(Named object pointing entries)
· · · ·

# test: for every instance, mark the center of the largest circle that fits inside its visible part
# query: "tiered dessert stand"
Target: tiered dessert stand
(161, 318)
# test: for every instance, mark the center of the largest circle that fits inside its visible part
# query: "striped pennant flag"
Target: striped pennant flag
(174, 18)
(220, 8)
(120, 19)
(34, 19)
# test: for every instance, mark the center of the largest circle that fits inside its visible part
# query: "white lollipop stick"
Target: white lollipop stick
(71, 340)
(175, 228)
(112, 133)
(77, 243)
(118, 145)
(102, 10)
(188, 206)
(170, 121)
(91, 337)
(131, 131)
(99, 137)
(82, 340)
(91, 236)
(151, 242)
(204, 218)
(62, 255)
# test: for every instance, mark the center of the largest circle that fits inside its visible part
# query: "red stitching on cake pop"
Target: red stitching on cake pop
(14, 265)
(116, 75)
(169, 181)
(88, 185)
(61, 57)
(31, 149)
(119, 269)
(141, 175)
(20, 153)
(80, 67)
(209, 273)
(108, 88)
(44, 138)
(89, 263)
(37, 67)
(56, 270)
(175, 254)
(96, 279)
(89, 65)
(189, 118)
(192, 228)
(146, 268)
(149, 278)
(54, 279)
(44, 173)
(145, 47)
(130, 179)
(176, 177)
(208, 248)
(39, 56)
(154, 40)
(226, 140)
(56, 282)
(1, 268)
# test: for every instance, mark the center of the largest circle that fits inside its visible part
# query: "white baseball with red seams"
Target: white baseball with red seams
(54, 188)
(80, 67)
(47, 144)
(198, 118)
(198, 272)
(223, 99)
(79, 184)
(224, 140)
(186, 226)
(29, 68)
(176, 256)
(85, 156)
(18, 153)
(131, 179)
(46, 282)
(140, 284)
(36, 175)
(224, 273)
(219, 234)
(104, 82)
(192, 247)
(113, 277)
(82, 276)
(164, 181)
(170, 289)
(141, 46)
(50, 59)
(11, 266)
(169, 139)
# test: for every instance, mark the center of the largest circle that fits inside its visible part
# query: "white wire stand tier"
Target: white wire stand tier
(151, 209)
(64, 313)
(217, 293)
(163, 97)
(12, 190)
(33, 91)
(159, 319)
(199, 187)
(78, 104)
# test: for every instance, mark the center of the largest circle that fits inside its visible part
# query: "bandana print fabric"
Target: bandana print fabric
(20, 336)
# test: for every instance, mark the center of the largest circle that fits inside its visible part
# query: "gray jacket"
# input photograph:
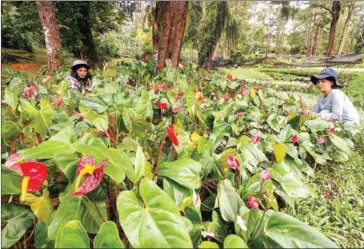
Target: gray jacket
(337, 106)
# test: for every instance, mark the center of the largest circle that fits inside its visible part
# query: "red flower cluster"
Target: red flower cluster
(59, 102)
(171, 135)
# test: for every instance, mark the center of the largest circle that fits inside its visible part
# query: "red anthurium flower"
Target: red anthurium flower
(34, 174)
(252, 202)
(172, 136)
(80, 115)
(239, 114)
(93, 175)
(161, 105)
(155, 88)
(226, 97)
(255, 139)
(30, 91)
(233, 162)
(176, 108)
(330, 131)
(320, 140)
(295, 138)
(13, 162)
(59, 102)
(265, 175)
(164, 86)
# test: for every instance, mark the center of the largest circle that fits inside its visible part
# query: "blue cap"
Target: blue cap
(326, 73)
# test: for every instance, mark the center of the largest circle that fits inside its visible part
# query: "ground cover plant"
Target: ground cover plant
(183, 159)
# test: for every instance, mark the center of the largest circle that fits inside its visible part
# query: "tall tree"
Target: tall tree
(335, 15)
(346, 27)
(216, 20)
(168, 30)
(51, 34)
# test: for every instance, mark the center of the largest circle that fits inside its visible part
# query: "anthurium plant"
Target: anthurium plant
(184, 159)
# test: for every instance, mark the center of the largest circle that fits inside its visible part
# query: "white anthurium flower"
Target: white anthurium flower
(241, 223)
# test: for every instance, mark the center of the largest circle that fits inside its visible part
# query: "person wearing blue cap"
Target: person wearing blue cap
(80, 78)
(334, 104)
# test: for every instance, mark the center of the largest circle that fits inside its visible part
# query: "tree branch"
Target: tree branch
(323, 7)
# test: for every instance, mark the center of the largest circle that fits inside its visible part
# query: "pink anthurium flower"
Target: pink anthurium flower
(233, 162)
(255, 139)
(265, 175)
(239, 114)
(305, 111)
(162, 105)
(93, 175)
(30, 91)
(252, 202)
(320, 140)
(176, 108)
(295, 138)
(172, 136)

· · · ·

▶ **Set problem**: Every record above must be given again exactly; drop the pictures.

▶ **Written reply**:
# test: for every instance, mark the center of the largest circle that fits inside its visible part
# query: "tiered dessert stand"
Target: tiered dessert stand
(161, 318)
# test: for every instance, mark the center of the largest circle that fits inside its visible part
# query: "striped pennant flag"
Target: striped pennant flag
(174, 18)
(220, 8)
(120, 19)
(34, 19)
# test: for every instance, mark the center of the largest circle that fits inside its visible part
# query: "white lollipop stick"
Target: white lollipop stick
(71, 340)
(175, 228)
(112, 133)
(77, 243)
(118, 145)
(102, 10)
(188, 206)
(170, 121)
(91, 337)
(131, 131)
(99, 137)
(82, 340)
(91, 236)
(151, 242)
(204, 218)
(62, 255)
# test: for every instance, mark the center of the largest circle that fits inside its visible part
# query: "red stitching on cake pop"
Target: red stitching on cake pop
(14, 265)
(116, 75)
(169, 181)
(88, 185)
(61, 57)
(31, 149)
(119, 269)
(141, 175)
(20, 153)
(80, 67)
(209, 273)
(108, 88)
(44, 138)
(89, 263)
(37, 67)
(56, 270)
(175, 254)
(96, 279)
(89, 65)
(189, 118)
(192, 228)
(146, 268)
(149, 278)
(54, 279)
(44, 173)
(145, 47)
(130, 179)
(176, 177)
(208, 248)
(39, 56)
(154, 40)
(226, 140)
(56, 282)
(1, 268)
# test: for every instance, mark the center of the largest circle that fits inside its visible part
# query: "white baseball with red seams"
Target: white baseball with red seams
(54, 188)
(80, 67)
(47, 144)
(198, 118)
(198, 272)
(223, 99)
(79, 184)
(224, 140)
(186, 226)
(29, 68)
(176, 256)
(85, 156)
(18, 153)
(131, 179)
(46, 282)
(140, 284)
(36, 175)
(224, 273)
(219, 234)
(104, 82)
(192, 247)
(113, 277)
(82, 276)
(164, 181)
(170, 289)
(141, 46)
(50, 59)
(11, 266)
(169, 139)
# test: for every instance, mark the center of the largest circle that fits inside its visible part
# query: "white wire stand tier"
Target: white wire stand tier
(151, 209)
(64, 313)
(217, 293)
(163, 97)
(12, 190)
(33, 91)
(159, 319)
(199, 187)
(78, 104)
# test: for every instance, mark the center of the largest circle that fits inside its visible part
# query: "bandana print fabric"
Target: bandana print fabric
(20, 336)
# test: for every instance, mark the center of the largest circle that fits inside its visible part
# query: "gray jacket"
# input photograph:
Target: gray jacket
(337, 106)
# test: for every instance, mark the center of the largest circle that fits inside its visible part
# query: "red flower cluster"
Target: red flower cluster
(59, 102)
(171, 135)
# test: for every instance, mark the center of the largest circle that fits inside its visible part
# query: "red anthurium flower"
Target: red anthurium flower
(34, 174)
(252, 202)
(172, 136)
(80, 115)
(239, 114)
(93, 175)
(161, 105)
(155, 88)
(226, 97)
(255, 139)
(30, 91)
(233, 162)
(176, 108)
(330, 131)
(320, 140)
(295, 138)
(13, 162)
(59, 102)
(265, 175)
(164, 86)
# test: for every instance, mark the center of the largest circle that fits inside its visible part
# query: "blue cap"
Target: blue cap
(326, 73)
# test: for every instance, mark the center of the largest circle that fits inside its visible part
# query: "ground cover plant"
Target: ground cover plant
(183, 159)
# test: for every instance, mark the center of the largest circle that fits inside its visible part
# query: "tall tree"
Target: tall tree
(335, 15)
(346, 27)
(216, 20)
(168, 30)
(51, 34)
# test: for every instance, mark the center of the largest circle that fits inside its visible part
# query: "anthurium plant"
Target: anthurium plant
(184, 159)
# test: for every instance, mark the center of the largest circle that fits inside its visible part
# query: "white anthurium flower"
Target: white anthurium flower
(241, 223)
# test: for every instance, mark the center of the largest circle that fits inside its visible part
# query: "person wearing blue cap"
Target: person wearing blue cap
(80, 78)
(334, 104)
# test: for every instance, mark the center of the largest circle that fits inside its visible part
# query: "tree branch"
Target: tree branch
(323, 7)
# test: for every instance, mark the center of the largest circle that fits inside its visible part
# query: "pink anthurium flower"
Target: pink anthurium flower
(233, 162)
(255, 139)
(265, 175)
(239, 114)
(305, 111)
(162, 105)
(93, 175)
(30, 91)
(252, 202)
(320, 140)
(176, 108)
(295, 138)
(172, 136)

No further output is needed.